WHAT THE TASK ASKS
Do these three statements agree with the passage on peace with Israel? For each, answer yes or no and quote the words of the passage that decide it.
1. The coffee companion was originally from Lebanon.
2. The writer suggested that the Shia would reach peace with Israel before the Sunni.
3. The passage calls resistance to Israel Hezbollah's justification for illegal arms.

TEXT EXTRACT
* START *

Four years ago, I shared a coffee with a Shia friend originally from Lebanon. The subject of Israel came up, as it often does. When I suggested that the Sunni of the region would beat the Shia to peace with Israel (and thus reap the benefits), he looked at me with incomprehension — as if to say that I had no idea how impossible that would be. But after a moment, he shared what others from the region will say in private: that his generation is hostage to the civil war generation, but that if there can be “a generation without war, there can be peace with Israel.”

The sense of a possible regional normalization with Israel is partly informed intuition, but also a reminder that Iran’s resistance narrative and scapegoating tactics are nothing more than the hollow raison d’etre for its terrorist industrial complex. Resistance to Israel is Hezbollah’s justification for illegal arms — the ideological pretext for its gradual takeover of the Lebanese state via reigning through fear.

* END *

PROVIDED DATA
* START *

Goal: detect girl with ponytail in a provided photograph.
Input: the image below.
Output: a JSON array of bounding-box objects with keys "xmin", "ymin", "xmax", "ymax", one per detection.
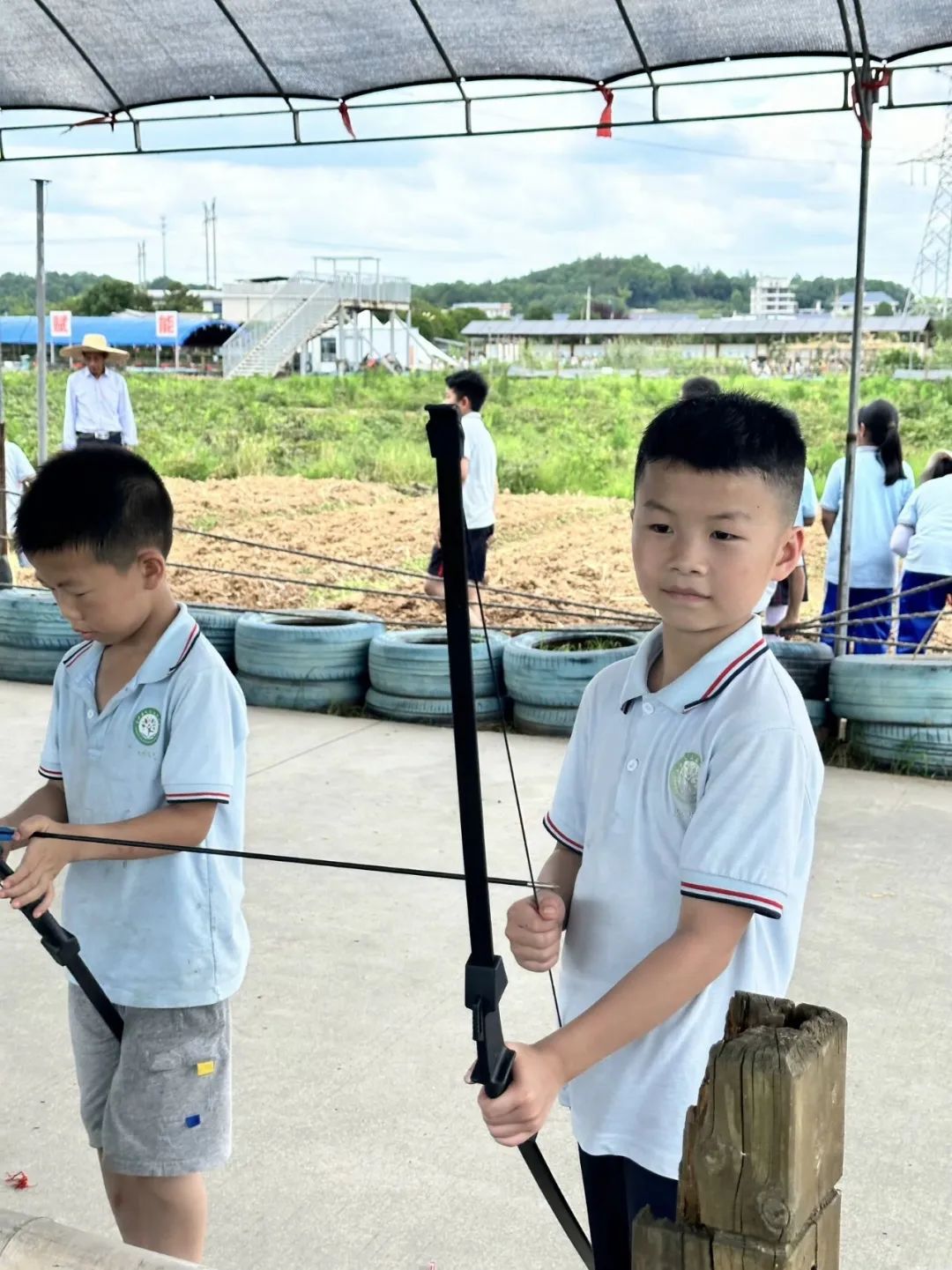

* END *

SOLUTION
1. Yes: "a Shia friend originally from Lebanon"
2. No: "the Sunni of the region would beat the Shia to peace with Israel"
3. Yes: "Resistance to Israel is Hezbollah’s justification for illegal arms"